■ WORK INSTRUCTIONS ■
Rewrite the listing from its beginning through the line containing "Query: calf's leg", inclusive, replacing "lightweight" with "compact" and leaving everything else as it is.

[Records in a dataset]
══════════
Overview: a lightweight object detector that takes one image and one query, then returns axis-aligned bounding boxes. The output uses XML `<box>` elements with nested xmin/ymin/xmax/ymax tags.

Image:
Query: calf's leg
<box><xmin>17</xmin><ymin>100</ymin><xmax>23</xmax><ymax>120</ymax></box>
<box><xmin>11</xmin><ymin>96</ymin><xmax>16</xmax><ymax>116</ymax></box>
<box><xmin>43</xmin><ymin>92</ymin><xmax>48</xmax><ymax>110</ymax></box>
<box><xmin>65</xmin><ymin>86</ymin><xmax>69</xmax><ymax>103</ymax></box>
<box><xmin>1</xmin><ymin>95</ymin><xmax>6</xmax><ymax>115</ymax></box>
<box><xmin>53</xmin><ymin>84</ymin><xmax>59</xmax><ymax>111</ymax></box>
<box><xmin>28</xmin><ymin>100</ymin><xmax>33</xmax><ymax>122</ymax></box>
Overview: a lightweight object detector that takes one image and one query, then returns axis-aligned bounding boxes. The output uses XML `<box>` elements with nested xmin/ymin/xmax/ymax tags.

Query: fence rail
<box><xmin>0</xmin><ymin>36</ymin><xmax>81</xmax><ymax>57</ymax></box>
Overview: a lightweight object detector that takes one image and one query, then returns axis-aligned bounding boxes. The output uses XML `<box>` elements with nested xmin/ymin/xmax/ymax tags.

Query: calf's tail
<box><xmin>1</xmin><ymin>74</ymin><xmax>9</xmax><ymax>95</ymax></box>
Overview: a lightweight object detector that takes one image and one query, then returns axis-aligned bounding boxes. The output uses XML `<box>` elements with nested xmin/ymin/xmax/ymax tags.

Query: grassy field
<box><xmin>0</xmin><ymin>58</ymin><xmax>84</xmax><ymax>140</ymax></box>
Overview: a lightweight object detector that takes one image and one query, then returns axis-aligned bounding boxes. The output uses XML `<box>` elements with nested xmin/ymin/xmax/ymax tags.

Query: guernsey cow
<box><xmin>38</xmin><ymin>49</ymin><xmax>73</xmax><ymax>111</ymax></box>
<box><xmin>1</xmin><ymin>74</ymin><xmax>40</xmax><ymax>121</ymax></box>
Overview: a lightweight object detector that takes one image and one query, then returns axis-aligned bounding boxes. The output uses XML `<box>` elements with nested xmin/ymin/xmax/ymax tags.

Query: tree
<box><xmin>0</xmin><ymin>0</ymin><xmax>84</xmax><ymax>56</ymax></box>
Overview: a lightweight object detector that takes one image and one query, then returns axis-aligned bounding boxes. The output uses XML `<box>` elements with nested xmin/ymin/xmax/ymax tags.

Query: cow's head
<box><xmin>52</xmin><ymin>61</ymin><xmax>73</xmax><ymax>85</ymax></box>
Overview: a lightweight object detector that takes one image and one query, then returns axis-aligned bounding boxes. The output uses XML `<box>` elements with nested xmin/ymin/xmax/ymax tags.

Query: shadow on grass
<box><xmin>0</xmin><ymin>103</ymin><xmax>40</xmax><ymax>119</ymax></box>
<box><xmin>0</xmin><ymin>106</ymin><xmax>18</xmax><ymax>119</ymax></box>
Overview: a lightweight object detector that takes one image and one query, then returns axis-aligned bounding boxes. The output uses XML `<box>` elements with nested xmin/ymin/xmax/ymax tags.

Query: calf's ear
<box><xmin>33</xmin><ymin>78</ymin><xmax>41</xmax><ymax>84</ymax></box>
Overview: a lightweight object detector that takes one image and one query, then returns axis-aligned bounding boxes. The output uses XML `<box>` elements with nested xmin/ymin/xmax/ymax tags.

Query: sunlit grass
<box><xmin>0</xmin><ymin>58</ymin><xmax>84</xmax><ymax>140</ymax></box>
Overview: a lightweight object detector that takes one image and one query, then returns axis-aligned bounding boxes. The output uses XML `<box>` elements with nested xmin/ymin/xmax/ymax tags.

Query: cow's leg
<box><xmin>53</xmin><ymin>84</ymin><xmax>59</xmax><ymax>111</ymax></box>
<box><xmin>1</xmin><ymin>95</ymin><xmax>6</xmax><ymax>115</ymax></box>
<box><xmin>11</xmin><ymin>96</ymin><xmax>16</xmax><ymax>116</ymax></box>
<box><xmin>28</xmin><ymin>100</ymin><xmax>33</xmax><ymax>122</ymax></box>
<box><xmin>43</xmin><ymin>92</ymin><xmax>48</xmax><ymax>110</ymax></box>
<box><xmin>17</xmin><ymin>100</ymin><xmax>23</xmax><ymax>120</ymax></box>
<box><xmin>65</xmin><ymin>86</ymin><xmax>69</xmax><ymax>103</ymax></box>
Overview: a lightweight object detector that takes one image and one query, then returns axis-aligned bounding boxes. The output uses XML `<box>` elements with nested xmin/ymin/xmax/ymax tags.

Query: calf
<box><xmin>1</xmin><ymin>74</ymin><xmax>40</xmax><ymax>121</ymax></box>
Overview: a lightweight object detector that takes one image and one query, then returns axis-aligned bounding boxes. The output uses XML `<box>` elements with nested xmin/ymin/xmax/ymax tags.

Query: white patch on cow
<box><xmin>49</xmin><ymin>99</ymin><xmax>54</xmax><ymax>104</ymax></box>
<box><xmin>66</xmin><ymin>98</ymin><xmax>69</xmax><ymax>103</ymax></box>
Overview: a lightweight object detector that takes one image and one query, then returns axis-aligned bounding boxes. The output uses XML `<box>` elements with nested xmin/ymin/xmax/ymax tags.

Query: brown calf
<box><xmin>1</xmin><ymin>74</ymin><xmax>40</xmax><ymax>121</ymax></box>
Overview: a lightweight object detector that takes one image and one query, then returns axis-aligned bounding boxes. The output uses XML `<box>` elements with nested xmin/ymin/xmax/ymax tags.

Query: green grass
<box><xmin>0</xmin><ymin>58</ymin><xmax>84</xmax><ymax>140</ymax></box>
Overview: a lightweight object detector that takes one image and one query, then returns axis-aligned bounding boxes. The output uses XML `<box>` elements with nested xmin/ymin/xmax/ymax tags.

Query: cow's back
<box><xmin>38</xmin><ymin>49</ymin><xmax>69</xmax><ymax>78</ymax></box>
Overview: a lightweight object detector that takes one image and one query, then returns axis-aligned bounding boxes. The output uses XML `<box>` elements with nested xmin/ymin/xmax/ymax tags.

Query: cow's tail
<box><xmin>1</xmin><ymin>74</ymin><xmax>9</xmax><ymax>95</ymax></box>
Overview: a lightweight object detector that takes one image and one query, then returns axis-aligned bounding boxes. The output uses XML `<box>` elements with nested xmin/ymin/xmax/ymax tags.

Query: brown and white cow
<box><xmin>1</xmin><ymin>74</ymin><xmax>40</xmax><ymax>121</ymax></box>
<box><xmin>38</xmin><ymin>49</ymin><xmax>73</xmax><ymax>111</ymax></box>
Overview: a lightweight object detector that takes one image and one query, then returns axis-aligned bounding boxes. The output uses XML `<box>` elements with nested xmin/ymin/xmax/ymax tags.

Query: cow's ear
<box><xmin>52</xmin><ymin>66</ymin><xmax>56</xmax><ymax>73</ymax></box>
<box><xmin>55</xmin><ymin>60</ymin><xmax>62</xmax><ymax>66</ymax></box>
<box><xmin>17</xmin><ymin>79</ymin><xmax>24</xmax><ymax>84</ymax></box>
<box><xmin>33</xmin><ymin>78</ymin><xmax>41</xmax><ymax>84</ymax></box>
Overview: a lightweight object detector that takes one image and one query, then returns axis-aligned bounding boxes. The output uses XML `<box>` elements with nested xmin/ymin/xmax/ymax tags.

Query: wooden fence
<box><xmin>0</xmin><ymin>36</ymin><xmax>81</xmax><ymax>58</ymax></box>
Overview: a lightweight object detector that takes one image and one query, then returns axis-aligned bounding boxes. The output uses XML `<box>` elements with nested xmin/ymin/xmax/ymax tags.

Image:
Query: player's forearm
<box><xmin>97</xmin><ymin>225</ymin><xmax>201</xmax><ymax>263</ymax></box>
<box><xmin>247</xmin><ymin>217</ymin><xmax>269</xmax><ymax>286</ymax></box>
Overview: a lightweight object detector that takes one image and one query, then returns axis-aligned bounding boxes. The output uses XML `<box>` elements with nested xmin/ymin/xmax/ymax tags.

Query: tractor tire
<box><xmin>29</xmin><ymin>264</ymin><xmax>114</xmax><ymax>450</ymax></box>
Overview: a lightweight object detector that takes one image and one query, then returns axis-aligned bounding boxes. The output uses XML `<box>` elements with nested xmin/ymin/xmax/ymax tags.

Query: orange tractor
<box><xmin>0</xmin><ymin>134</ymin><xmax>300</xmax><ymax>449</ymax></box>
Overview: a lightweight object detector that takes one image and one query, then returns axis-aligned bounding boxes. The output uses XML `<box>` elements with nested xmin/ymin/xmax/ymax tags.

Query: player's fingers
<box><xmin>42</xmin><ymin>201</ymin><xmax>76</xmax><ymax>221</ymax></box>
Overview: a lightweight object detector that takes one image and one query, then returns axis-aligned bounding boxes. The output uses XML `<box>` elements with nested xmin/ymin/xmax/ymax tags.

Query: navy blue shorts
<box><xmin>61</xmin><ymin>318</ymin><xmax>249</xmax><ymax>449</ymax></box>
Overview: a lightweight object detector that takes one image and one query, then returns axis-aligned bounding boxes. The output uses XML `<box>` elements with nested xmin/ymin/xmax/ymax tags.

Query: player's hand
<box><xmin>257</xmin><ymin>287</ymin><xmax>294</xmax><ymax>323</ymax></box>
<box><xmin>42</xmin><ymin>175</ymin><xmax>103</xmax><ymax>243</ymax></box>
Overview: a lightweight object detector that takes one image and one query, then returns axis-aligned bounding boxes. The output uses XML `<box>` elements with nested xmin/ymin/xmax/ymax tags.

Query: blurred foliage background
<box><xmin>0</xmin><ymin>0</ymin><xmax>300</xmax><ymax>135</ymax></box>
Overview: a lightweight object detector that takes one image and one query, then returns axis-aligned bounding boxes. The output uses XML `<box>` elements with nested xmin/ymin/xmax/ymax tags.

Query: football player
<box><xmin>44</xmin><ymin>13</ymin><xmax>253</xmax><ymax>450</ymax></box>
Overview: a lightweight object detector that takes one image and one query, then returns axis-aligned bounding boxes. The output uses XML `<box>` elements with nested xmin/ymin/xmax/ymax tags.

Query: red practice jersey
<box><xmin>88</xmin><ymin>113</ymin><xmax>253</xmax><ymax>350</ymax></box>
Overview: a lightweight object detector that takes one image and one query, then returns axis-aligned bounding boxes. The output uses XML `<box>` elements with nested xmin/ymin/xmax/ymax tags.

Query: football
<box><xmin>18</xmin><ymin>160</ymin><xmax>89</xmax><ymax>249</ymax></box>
══════════
■ COMPLETED EXERCISE ■
Overview: a compact object detector that takes one image and one query, then returns axis-aligned bounding boxes. The output uses XML `<box>` elements with nested xmin/ymin/xmax/ymax tags.

Image:
Query: calf's leg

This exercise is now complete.